- Study material -

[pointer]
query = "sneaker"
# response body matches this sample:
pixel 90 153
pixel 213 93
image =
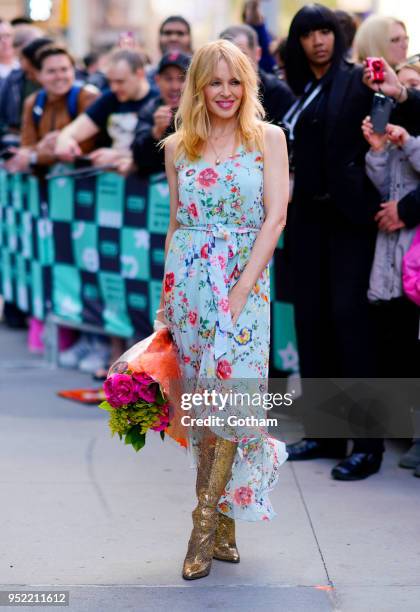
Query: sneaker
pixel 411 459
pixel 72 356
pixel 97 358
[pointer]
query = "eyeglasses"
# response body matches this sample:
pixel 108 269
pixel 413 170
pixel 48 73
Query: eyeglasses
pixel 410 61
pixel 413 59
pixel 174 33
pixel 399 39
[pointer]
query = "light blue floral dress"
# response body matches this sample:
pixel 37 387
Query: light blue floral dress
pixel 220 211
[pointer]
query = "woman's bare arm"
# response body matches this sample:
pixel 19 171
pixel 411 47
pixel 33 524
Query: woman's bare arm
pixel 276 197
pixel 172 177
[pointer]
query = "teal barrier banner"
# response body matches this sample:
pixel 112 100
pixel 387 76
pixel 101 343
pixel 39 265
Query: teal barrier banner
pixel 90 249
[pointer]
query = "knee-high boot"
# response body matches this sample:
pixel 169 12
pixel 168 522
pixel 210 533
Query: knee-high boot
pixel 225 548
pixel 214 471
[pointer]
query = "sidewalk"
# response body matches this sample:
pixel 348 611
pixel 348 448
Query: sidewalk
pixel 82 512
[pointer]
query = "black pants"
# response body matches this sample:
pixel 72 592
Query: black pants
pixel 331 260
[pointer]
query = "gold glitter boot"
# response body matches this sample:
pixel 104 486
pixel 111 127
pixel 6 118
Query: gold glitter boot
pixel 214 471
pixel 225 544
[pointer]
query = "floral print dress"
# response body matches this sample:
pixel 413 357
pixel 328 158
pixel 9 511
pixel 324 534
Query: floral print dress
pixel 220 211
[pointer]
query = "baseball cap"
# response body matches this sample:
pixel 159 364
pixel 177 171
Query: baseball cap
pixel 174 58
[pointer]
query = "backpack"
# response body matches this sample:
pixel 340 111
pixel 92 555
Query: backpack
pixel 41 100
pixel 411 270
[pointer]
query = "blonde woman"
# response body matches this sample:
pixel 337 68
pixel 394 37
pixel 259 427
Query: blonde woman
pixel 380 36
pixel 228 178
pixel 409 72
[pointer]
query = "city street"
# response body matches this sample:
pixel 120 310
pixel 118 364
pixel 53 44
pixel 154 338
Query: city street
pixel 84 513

- Work item -
For this exercise, repeat exactly the lines of the data above from the one with "pixel 111 127" down to the one with "pixel 177 171", both end lines included.

- Result -
pixel 111 127
pixel 6 118
Query: gold glitter boot
pixel 214 471
pixel 225 544
[pointer]
query = "floral print dress"
# response body matches this sample:
pixel 413 357
pixel 328 158
pixel 9 511
pixel 324 534
Query: floral print dress
pixel 220 211
[pointer]
query = "baseball cap"
# response body matches this sample:
pixel 159 364
pixel 177 171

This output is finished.